**Task prompt**
Output the line containing "Warehouse pick-planner input: mark the terracotta" and all subsequent lines of the listing below, copied exactly, with no other lines.

**Data records**
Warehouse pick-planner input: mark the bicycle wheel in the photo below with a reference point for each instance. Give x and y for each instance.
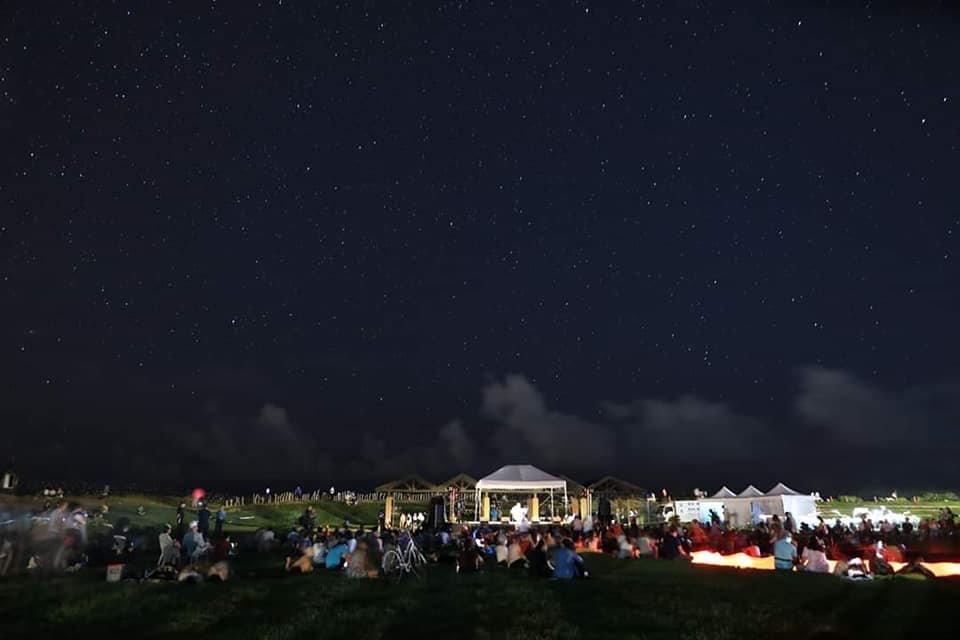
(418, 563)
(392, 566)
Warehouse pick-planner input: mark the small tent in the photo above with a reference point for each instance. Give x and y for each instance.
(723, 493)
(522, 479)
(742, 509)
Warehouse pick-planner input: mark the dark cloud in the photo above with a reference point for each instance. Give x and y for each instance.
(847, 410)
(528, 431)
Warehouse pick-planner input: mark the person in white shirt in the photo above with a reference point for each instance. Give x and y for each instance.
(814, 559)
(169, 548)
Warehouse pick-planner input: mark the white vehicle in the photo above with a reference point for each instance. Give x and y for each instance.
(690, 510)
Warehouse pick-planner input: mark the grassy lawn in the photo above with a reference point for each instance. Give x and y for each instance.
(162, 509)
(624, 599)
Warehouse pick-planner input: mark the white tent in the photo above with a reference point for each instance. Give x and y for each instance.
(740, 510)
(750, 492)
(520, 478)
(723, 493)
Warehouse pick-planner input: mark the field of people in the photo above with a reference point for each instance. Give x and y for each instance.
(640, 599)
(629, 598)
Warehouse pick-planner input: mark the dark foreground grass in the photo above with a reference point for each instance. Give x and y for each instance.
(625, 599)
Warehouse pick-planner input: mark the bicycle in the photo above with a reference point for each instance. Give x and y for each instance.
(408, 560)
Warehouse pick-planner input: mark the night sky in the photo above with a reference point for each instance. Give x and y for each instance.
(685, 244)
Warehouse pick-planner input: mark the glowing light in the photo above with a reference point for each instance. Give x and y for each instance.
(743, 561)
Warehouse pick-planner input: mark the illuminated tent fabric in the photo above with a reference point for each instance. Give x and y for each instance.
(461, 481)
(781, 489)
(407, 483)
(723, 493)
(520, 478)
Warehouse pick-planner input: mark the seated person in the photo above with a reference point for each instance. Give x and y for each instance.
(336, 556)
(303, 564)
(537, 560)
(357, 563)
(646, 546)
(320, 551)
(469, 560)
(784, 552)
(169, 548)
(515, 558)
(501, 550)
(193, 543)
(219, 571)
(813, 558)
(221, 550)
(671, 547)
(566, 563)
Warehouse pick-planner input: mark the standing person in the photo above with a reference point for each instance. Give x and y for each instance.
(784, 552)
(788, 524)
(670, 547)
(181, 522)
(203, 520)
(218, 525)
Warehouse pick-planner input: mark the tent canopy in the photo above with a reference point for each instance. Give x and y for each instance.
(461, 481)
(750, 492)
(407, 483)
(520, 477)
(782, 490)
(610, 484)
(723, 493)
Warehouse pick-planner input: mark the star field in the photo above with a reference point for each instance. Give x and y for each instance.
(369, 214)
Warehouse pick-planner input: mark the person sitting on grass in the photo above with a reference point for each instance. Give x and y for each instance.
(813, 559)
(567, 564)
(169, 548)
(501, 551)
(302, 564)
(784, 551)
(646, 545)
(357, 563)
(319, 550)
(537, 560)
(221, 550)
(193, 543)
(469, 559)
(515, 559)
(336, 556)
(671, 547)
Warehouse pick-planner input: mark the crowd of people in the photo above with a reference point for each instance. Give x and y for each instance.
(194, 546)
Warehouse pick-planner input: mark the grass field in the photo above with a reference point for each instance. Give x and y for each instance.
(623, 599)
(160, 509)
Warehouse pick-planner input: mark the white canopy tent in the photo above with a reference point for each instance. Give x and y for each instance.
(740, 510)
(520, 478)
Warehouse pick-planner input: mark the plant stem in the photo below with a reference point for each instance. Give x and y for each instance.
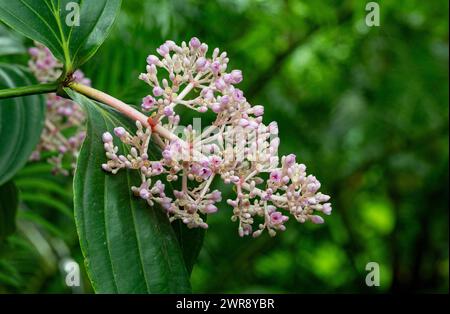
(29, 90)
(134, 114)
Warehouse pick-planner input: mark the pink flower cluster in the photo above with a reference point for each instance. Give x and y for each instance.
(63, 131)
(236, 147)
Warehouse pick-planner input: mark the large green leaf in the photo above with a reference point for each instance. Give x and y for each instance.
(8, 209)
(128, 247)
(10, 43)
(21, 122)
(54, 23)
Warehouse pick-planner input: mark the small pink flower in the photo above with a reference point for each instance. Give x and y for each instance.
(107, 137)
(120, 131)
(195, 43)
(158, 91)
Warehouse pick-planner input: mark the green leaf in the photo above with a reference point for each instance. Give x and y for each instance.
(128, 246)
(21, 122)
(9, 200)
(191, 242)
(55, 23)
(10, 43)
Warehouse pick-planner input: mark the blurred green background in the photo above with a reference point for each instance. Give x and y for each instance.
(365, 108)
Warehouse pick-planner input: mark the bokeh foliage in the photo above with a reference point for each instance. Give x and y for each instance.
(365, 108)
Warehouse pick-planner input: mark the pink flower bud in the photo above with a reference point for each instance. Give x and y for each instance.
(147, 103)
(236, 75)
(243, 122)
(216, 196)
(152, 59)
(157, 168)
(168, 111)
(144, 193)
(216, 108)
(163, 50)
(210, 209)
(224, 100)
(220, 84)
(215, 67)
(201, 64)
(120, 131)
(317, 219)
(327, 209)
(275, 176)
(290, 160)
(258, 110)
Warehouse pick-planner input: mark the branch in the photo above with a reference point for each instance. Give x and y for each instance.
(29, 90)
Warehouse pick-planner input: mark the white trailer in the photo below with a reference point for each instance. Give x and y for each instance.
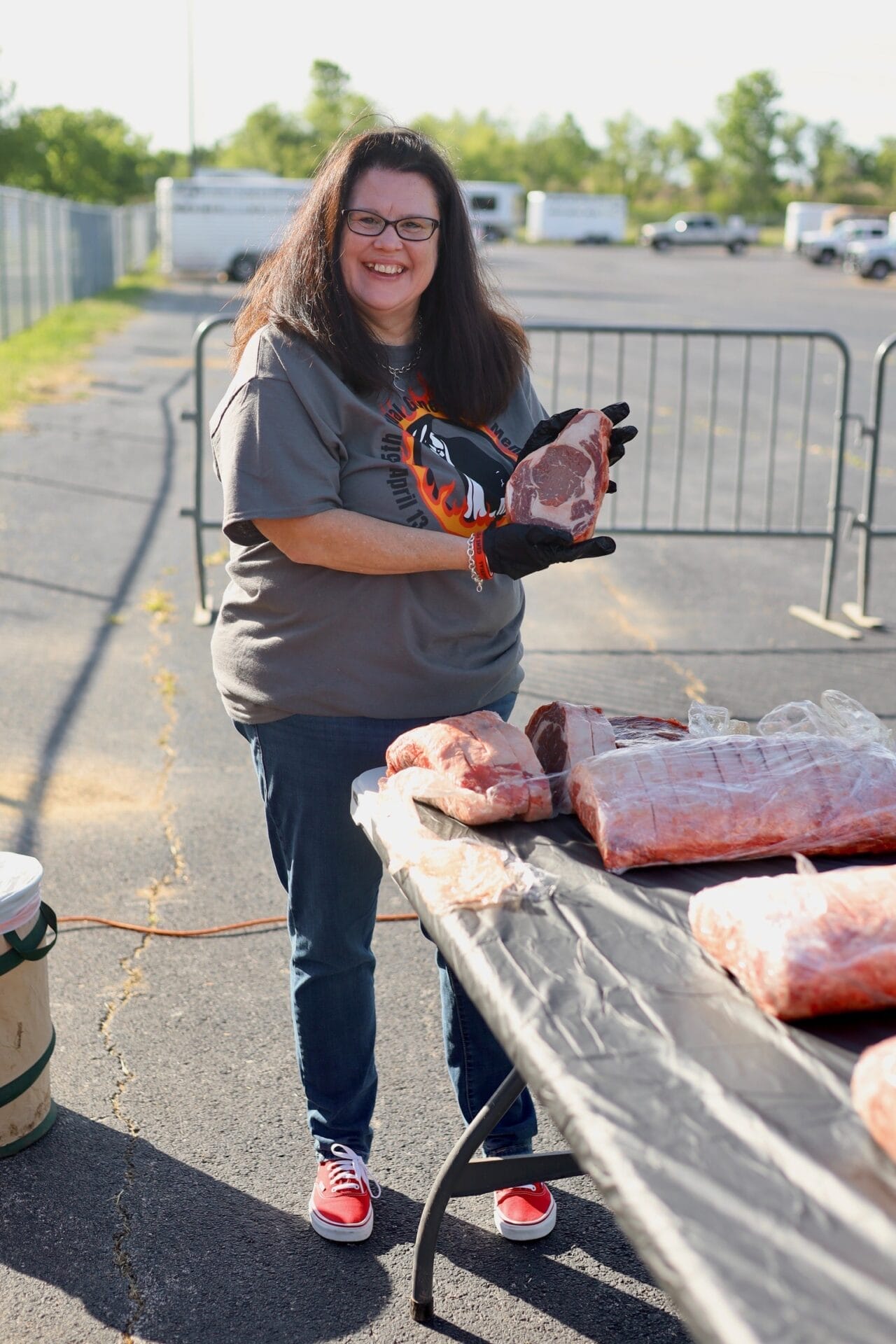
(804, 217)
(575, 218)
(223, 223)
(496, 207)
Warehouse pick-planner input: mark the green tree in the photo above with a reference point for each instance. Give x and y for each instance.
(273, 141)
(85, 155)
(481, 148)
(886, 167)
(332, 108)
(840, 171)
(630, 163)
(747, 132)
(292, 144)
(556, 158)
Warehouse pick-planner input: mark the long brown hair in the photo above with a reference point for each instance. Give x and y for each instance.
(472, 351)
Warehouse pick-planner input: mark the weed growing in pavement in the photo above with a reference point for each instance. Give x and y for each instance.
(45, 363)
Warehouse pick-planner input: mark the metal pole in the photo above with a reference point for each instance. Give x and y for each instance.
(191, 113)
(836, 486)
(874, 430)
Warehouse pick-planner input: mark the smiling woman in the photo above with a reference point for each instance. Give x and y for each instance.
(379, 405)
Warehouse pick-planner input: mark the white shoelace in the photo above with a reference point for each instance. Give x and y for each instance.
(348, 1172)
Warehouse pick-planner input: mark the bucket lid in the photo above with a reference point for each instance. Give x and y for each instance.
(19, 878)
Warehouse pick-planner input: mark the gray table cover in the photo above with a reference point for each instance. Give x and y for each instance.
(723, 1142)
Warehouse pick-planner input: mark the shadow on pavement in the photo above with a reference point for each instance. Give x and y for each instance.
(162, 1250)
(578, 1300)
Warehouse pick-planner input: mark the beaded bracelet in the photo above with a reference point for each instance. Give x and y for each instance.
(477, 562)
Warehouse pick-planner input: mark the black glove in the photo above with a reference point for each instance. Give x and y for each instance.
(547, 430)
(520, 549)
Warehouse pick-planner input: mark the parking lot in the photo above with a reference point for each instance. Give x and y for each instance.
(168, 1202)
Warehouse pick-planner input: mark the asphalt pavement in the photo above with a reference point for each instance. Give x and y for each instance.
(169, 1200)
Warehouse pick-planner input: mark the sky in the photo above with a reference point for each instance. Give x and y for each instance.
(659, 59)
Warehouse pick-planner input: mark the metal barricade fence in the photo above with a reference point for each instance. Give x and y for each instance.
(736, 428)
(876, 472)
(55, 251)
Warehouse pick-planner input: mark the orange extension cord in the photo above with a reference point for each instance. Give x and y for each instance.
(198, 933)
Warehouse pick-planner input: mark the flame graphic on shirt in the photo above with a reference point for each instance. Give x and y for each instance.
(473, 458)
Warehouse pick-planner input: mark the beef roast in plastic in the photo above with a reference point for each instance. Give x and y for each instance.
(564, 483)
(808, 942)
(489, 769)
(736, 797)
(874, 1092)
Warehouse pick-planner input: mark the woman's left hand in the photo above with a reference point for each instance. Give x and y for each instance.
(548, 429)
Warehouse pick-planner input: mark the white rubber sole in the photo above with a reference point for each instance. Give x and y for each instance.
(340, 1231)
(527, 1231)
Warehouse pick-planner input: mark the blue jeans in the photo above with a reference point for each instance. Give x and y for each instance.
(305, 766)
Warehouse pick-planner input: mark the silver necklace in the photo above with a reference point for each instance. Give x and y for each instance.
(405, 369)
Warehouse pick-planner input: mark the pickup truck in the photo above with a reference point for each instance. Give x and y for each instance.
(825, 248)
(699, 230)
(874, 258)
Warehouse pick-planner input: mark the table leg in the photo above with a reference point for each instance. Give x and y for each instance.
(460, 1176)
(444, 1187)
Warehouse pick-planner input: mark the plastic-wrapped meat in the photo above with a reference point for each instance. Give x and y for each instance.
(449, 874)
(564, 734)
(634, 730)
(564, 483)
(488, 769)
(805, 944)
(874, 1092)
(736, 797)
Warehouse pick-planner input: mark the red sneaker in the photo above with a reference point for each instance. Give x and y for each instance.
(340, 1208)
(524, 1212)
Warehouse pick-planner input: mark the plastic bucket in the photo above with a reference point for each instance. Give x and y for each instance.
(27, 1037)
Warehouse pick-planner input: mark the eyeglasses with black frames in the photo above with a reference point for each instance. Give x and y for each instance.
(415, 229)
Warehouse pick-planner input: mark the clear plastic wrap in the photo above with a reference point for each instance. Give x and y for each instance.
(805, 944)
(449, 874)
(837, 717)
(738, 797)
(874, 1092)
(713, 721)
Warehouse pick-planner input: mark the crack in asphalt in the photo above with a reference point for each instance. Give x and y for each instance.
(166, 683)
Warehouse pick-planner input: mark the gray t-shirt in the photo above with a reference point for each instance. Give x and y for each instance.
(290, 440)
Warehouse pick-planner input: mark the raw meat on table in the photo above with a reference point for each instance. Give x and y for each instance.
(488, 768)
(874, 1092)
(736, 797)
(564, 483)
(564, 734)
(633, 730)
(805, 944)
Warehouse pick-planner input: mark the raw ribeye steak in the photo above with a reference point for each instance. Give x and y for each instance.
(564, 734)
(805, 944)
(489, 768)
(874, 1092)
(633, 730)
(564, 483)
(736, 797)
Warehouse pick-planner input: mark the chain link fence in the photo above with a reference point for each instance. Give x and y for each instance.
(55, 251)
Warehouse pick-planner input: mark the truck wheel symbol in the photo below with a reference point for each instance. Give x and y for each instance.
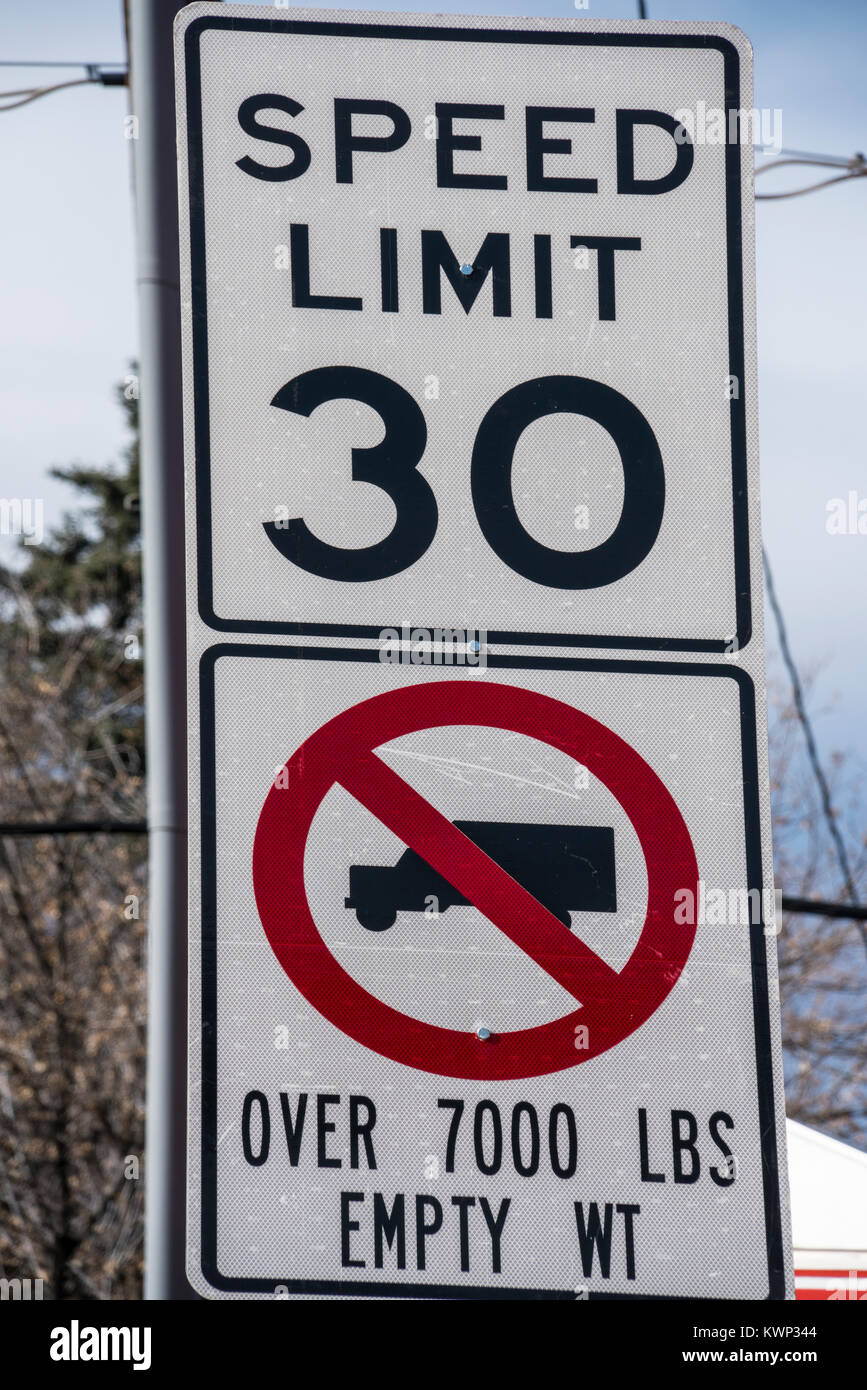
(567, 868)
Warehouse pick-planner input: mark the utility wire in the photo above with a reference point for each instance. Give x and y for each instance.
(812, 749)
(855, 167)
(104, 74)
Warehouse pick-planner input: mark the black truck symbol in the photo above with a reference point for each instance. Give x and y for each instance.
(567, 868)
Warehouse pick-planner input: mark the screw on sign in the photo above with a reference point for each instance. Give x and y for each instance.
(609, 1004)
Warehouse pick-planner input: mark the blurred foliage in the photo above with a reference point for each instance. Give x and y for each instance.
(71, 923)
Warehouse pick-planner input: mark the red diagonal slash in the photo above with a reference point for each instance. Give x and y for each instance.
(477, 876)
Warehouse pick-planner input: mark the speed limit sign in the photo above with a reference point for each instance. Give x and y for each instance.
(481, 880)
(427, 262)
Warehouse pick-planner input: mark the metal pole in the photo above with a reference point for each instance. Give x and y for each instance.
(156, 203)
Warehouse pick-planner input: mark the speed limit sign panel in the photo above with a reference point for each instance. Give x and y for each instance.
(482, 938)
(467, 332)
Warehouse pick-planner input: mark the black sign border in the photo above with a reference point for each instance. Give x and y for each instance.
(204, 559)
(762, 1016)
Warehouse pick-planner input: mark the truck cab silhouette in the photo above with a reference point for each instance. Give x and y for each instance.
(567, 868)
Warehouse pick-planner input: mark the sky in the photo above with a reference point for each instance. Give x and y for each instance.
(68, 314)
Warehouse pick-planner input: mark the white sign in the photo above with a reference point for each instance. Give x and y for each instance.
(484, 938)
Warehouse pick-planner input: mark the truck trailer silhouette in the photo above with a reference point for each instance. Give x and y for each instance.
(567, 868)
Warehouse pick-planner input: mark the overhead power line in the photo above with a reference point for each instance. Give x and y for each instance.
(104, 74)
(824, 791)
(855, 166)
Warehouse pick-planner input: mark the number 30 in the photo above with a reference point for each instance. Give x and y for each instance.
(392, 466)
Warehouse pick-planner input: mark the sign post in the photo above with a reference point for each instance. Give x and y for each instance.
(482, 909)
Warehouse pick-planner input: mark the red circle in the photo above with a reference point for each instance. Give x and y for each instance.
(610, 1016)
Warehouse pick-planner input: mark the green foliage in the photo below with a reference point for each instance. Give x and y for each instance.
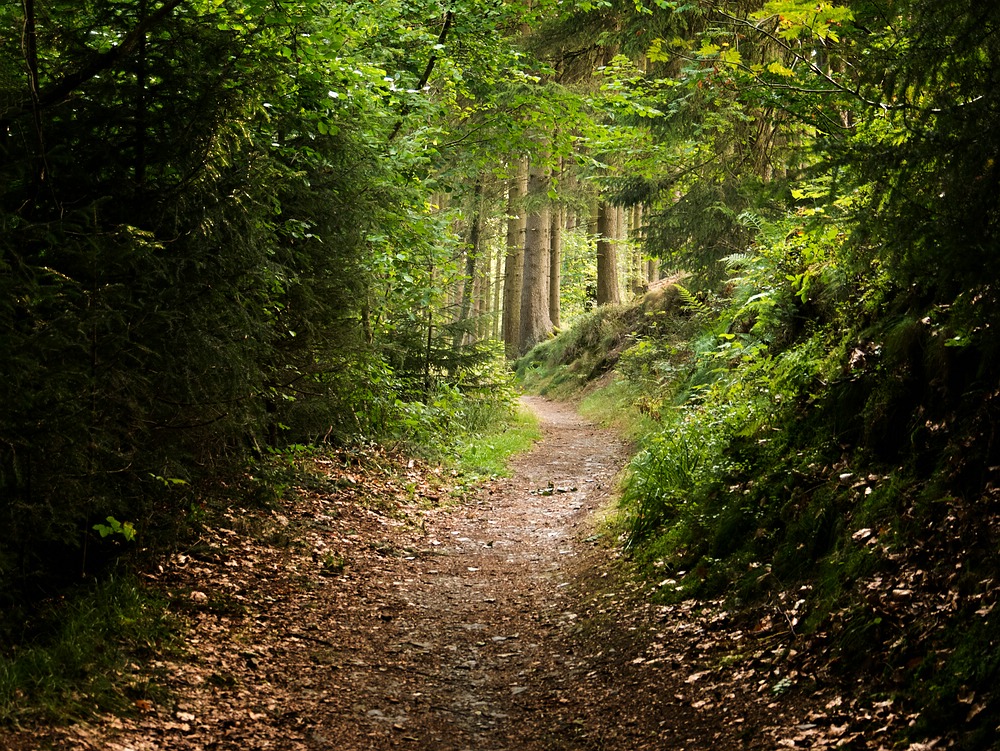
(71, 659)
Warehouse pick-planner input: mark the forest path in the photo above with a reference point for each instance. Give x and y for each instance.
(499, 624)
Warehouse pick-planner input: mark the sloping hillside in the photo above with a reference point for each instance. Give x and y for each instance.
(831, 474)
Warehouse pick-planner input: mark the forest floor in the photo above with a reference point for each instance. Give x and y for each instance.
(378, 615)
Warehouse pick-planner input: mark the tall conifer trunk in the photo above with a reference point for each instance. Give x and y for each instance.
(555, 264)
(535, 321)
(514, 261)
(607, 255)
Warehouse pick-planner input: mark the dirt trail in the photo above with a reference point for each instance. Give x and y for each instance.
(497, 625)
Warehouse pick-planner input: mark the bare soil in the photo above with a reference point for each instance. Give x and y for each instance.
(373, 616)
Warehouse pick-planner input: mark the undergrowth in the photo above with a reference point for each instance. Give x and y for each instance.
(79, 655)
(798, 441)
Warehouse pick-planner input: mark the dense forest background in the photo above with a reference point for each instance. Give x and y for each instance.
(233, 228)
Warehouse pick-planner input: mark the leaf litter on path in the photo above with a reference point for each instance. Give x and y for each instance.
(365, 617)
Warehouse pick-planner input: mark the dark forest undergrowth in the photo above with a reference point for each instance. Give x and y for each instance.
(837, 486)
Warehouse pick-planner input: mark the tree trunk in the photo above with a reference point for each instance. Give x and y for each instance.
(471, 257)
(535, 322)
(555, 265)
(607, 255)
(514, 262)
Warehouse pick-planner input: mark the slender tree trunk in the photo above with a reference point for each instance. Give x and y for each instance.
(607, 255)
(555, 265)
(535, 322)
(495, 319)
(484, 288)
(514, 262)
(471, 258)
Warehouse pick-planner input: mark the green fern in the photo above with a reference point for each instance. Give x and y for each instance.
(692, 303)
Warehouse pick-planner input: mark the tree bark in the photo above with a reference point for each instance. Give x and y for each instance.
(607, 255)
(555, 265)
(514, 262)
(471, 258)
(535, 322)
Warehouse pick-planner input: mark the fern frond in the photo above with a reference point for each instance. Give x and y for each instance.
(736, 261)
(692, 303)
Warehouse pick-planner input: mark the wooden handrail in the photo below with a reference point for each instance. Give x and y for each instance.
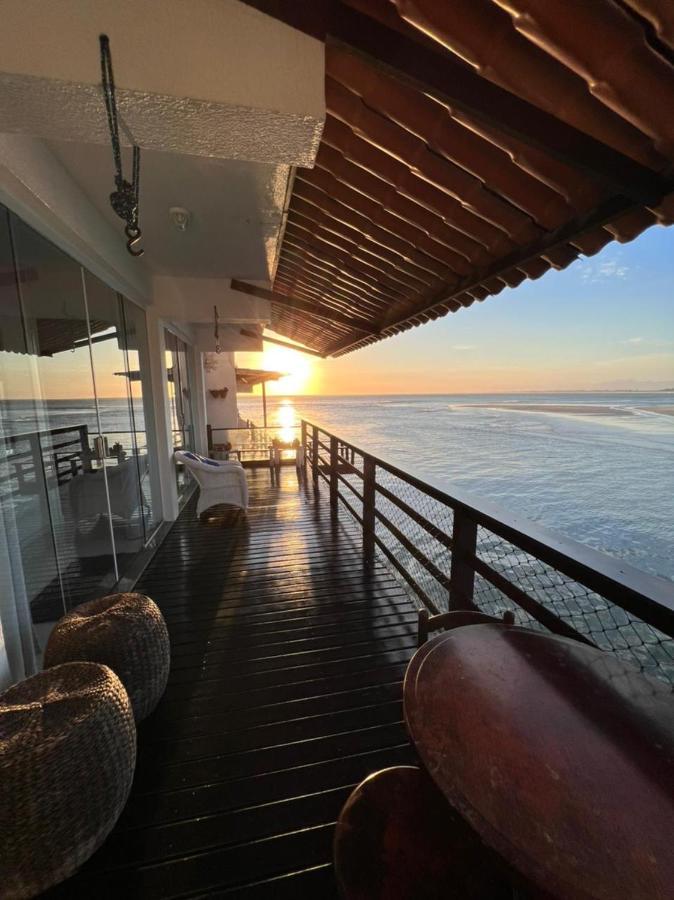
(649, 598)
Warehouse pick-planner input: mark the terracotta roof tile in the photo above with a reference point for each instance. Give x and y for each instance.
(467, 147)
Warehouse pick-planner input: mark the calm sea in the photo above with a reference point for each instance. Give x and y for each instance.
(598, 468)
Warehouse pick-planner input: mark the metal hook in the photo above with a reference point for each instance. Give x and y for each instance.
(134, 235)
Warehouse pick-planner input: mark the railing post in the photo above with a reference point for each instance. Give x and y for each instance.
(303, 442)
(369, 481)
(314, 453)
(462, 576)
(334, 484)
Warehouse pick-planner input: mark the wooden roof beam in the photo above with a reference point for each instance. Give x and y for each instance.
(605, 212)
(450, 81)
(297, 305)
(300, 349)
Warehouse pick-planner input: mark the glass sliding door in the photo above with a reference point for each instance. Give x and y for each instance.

**Expected answer**
Warehouse pick-planner input: mark the terracotta roof tile in the photo above with a reference point for each instance. Give x and y for each instance.
(467, 147)
Warehouse pick-planner input: mark the calm sea in the photo above with a reference point for each instance. Give x and y for each instance.
(598, 468)
Warehouse pick-planner input: mark the metal hook in the photo above with a reference point for each instance. Give x and y for each instance.
(134, 235)
Warehouse pick-planner input: mark the railing post in the photo above with a reference point for each instance. Give x and y for each instance.
(303, 442)
(369, 481)
(314, 453)
(462, 576)
(334, 484)
Warehouse pick-planner input: mark the wooden roof beam in the photo above with a reference point for each instance. Give x and y for each instance.
(605, 212)
(450, 81)
(297, 305)
(300, 349)
Warehouse pick-planner input: mark the glass sliding door in the photo above with a reference point for each instance. Give x and y for each instance.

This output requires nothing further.